## STATED EXERCISE
Pick out every line in the records below that contains the word "branch", and copy each of those lines in full.

++++++

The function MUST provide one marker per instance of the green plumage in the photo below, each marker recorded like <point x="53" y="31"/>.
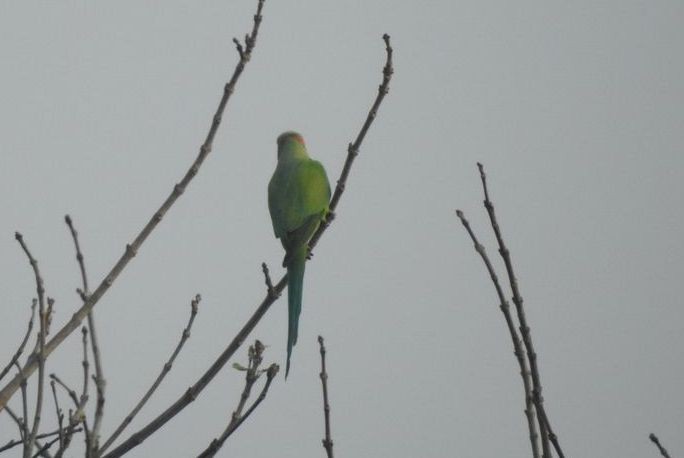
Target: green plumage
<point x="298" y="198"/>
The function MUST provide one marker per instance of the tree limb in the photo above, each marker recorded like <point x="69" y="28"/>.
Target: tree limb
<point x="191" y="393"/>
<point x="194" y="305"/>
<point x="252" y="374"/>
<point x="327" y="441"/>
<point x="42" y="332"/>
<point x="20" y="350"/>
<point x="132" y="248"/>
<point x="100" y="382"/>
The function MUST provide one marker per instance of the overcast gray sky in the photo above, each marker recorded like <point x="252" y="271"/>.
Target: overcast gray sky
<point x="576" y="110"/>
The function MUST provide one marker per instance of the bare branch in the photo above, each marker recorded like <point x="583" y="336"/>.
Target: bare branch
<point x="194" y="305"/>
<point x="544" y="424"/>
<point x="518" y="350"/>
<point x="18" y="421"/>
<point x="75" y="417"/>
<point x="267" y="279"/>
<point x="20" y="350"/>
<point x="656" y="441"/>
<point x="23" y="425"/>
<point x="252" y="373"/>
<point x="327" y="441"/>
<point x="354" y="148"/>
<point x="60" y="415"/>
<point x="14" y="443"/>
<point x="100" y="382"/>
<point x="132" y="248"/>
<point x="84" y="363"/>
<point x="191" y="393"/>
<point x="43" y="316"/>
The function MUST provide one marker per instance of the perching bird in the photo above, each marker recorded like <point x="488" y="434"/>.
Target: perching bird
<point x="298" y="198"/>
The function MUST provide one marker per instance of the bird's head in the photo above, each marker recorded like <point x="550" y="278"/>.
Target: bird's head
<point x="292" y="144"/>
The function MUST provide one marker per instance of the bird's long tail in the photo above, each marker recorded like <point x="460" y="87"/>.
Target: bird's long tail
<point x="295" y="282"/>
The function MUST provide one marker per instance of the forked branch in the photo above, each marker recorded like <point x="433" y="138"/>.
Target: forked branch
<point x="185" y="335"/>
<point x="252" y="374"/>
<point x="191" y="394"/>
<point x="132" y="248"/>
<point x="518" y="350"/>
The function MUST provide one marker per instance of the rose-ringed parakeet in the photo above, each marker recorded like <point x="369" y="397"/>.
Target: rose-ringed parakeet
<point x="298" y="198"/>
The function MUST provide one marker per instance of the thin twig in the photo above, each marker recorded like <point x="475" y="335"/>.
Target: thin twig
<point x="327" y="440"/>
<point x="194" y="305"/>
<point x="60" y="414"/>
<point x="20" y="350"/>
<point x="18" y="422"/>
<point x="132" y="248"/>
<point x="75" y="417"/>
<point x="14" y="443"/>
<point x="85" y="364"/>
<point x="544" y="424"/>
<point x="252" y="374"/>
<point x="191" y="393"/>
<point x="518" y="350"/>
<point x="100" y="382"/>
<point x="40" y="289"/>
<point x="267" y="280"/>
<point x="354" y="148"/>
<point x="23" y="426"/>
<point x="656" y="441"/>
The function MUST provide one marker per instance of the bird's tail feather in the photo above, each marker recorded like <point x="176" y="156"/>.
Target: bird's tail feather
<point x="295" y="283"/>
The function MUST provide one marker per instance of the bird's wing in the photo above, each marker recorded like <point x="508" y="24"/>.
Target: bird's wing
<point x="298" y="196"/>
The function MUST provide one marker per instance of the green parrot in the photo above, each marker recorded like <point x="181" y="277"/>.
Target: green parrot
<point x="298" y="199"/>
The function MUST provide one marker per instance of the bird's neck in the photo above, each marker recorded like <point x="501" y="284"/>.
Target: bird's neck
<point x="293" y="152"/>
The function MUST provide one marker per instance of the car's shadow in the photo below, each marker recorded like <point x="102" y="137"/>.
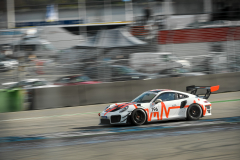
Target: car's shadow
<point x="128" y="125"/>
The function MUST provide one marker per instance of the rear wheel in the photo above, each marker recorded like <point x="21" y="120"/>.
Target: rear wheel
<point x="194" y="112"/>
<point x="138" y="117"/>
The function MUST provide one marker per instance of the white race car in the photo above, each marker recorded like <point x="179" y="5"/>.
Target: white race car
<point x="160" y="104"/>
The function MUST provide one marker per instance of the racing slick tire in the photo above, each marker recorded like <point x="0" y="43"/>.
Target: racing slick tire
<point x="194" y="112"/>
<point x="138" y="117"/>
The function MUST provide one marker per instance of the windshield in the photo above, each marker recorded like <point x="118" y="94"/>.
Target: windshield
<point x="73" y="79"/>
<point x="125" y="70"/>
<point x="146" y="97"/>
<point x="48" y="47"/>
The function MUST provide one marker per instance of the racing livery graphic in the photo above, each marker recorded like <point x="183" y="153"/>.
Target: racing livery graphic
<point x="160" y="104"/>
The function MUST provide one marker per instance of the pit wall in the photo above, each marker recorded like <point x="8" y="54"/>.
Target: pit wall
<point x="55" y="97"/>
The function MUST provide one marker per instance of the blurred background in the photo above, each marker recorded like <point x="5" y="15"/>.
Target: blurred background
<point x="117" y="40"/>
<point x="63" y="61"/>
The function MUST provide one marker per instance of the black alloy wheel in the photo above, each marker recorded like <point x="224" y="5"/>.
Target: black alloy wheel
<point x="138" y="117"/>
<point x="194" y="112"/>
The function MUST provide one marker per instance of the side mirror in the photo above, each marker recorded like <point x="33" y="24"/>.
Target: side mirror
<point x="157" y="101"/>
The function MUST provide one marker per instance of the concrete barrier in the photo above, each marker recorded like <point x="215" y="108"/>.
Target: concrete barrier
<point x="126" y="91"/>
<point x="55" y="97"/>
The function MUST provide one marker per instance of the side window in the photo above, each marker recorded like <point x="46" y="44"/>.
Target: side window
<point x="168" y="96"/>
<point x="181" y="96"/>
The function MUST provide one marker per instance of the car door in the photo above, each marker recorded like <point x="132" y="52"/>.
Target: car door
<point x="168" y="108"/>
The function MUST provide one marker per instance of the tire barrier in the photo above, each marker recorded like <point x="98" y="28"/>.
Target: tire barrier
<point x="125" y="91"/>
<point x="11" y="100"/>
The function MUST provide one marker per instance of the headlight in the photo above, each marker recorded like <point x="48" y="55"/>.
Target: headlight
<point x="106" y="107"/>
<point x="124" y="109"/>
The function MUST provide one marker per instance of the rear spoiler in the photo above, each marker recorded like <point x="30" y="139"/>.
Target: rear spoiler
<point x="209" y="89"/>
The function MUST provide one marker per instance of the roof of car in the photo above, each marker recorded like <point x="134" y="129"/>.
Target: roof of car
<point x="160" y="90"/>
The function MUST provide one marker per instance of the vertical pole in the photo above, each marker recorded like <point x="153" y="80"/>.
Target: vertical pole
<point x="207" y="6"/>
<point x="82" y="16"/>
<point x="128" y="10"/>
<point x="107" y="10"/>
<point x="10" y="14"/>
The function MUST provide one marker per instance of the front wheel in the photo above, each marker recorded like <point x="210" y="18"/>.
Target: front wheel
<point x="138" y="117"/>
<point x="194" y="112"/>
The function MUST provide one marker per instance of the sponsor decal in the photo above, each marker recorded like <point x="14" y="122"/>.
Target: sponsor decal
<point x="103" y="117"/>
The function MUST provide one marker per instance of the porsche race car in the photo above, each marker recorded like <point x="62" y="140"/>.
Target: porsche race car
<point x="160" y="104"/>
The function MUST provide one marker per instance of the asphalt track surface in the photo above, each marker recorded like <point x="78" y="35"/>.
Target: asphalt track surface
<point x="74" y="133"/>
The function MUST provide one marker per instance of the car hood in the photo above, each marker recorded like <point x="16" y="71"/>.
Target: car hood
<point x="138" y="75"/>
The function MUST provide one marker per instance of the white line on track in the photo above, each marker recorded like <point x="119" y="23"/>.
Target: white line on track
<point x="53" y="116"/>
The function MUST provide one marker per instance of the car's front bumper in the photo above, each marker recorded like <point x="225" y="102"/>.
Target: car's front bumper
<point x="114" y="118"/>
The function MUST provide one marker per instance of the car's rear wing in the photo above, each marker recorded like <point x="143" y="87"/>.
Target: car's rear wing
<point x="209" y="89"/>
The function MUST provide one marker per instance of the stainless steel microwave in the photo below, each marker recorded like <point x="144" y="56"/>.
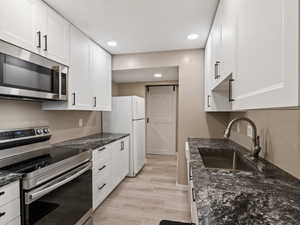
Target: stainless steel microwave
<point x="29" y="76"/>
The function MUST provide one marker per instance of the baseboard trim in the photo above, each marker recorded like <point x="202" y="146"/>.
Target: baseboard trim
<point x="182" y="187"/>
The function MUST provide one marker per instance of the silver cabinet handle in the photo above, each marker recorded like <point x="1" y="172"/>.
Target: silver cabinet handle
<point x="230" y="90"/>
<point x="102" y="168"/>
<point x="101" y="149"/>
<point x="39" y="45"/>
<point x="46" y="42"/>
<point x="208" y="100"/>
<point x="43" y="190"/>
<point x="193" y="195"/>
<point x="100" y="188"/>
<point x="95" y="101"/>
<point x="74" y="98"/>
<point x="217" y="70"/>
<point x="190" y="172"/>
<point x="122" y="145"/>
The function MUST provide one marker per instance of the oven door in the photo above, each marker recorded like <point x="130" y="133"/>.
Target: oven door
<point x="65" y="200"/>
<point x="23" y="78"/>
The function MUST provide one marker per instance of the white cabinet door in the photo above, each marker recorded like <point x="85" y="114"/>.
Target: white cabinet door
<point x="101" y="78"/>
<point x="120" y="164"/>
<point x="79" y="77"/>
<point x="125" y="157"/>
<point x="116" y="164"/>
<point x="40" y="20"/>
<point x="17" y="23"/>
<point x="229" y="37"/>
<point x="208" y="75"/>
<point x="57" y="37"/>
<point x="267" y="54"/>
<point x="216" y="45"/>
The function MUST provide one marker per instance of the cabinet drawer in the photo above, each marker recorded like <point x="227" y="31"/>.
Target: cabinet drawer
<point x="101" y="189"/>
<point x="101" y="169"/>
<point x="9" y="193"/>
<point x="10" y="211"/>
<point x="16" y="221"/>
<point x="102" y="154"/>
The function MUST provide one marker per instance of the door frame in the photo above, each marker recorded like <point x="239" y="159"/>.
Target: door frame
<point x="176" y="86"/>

++++++

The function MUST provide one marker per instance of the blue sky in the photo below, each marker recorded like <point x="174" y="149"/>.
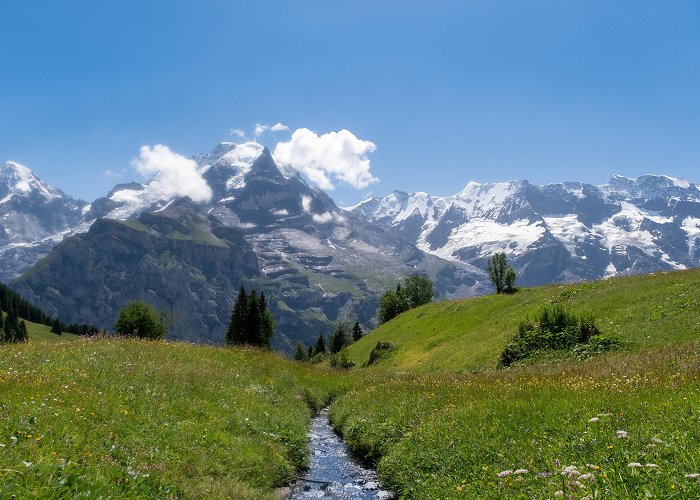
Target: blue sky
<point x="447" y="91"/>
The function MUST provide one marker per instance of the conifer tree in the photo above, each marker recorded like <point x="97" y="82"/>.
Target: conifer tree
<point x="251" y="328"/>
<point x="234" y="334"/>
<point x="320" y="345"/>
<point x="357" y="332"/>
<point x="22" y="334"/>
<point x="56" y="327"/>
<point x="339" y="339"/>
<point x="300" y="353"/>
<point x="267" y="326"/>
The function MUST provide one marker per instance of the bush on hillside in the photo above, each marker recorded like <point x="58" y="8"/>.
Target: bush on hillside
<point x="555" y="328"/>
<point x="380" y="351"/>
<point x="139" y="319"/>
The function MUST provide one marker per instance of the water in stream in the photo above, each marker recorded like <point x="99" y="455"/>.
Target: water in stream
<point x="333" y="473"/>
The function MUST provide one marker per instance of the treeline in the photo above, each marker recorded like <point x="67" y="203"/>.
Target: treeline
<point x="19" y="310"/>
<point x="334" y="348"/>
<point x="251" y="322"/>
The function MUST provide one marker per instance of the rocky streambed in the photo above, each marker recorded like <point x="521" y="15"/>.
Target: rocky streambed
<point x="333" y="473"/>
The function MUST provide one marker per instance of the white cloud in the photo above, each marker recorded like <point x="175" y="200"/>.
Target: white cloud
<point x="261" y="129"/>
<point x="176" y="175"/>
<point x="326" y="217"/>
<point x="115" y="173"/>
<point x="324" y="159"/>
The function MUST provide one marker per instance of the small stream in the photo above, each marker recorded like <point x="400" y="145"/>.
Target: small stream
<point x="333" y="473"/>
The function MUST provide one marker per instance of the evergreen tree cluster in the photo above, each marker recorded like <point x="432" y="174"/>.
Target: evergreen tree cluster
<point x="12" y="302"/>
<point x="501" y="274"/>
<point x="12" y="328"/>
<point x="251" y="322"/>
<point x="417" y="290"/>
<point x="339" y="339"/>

++++++

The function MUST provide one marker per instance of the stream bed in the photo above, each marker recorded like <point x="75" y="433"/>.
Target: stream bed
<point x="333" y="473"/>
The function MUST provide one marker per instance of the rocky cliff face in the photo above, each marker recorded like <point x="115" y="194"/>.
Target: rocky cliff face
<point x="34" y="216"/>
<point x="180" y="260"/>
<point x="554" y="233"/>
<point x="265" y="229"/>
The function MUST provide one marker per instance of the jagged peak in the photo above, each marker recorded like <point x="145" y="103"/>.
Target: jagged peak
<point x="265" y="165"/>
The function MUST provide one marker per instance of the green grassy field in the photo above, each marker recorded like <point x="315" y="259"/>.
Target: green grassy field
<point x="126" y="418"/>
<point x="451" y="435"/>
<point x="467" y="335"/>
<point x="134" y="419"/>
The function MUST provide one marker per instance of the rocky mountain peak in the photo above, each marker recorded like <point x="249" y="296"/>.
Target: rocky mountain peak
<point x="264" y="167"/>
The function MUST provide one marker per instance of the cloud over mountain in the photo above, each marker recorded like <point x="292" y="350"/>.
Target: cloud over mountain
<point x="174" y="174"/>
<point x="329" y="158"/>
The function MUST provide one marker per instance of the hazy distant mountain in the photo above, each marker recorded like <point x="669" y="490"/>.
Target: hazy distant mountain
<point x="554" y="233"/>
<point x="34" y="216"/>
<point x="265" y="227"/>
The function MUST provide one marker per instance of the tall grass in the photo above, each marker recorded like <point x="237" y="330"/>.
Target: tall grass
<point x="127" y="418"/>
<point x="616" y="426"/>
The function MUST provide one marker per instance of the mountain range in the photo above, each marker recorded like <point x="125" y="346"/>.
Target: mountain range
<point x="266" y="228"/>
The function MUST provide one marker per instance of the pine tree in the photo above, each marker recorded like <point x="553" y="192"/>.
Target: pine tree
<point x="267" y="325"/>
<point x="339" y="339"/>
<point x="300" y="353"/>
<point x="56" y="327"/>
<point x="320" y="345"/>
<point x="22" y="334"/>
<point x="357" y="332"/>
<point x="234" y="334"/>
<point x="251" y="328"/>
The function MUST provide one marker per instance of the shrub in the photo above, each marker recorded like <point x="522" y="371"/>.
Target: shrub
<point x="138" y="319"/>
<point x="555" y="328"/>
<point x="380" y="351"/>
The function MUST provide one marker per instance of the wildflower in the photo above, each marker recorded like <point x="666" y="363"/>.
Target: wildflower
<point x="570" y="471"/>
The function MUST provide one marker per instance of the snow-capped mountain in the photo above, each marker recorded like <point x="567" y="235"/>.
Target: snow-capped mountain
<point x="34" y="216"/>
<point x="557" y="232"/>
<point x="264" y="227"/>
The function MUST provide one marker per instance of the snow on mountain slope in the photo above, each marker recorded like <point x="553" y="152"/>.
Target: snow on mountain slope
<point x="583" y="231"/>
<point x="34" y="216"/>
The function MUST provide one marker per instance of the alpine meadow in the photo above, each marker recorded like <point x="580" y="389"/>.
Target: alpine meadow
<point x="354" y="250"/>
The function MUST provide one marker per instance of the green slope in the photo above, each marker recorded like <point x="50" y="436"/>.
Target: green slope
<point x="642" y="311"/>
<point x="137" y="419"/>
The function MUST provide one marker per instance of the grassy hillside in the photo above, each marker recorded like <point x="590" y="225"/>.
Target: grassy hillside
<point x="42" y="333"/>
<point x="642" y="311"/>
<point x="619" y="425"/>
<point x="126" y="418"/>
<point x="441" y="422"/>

++++++

## CORRECT RESULT
The function MUST provide one marker per instance of the bare branch in the photo above, each marker recorded like <point x="583" y="336"/>.
Target: bare branch
The function MUST provide one marker per instance of the forked branch in the photo above, each marker recorded like <point x="433" y="138"/>.
Target: forked branch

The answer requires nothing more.